# TASK BRIEF
Retype the passage on the DSWD knowledge management framework between "Knowledge Management (KM)" and "will be achieved.", inclusive.

# PROVIDED PASSAGE
------------------------

Knowledge Management (KM) Framework of the Department of Social Welfare and Development (DSWD)
Knowledge is a key organizational resource and the DSWD realizes that it should be managed effectively. There is a need to access, share and exchange this knowledge to ensure that the goals of the Department will be achieved.
In the journey toward its vision of a society where the poor, vulnerable and disadvantaged are empowered for an improved quality of life, the Department has clearly and purposively committed establish the basic knowledge-drive infrastructures. For instance, by 2030 it will have become the world's standard for the delivery of coordinated social services and social protection for poverty reduction. By 2022, it will have become the hub for best practice, learning exchange, and growth programs in the Asia Pacific Region through its knowledge and resource/learning center and centers of excellence which are set to be attained at the ASEAN level in 2016. Consequently, by 2OLL, it will have successfully led to the adoption of a national government convergence framework and effectively streamlined internal processes. All of these inexorably points to the DSWD in becoming a learning organization.
Toward this end, the capability of the Department for knowledge management must be enhanced. There is a need to harmonize and systematize the processing of knowledge. Practically every Office, Bureau, or Service in the Department has the knowledge to create, share, and store. These are often not adequately documented or stored systematically. There have been rich experiences under various programs that have remained only in the minds of knowledge holders. Thus, it will be an advantage to extract this knowledge and translate them into quality knowledge products for use of employees and partners of the Department.

------------------------

# GIVEN MATERIAL
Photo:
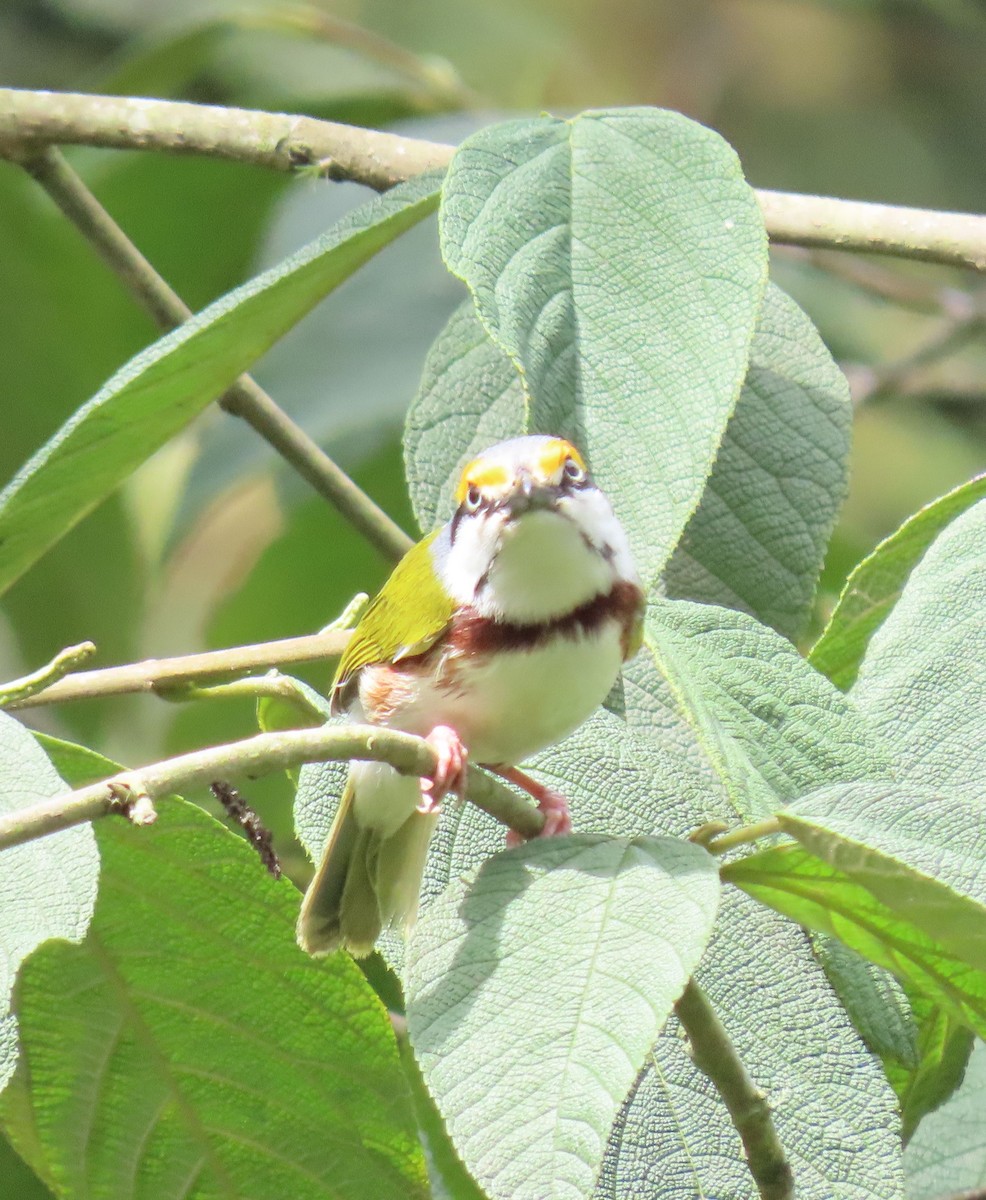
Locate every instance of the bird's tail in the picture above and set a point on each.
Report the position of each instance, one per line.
(371, 870)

------------------------

# COMPLETE RESPONSE
Knowledge Management (KM) Framework of the Department of Social Welfare and Development (DSWD)
Knowledge is a key organizational resource and the DSWD realizes that it should be managed effectively. There is a need to access, share and exchange this knowledge to ensure that the goals of the Department will be achieved.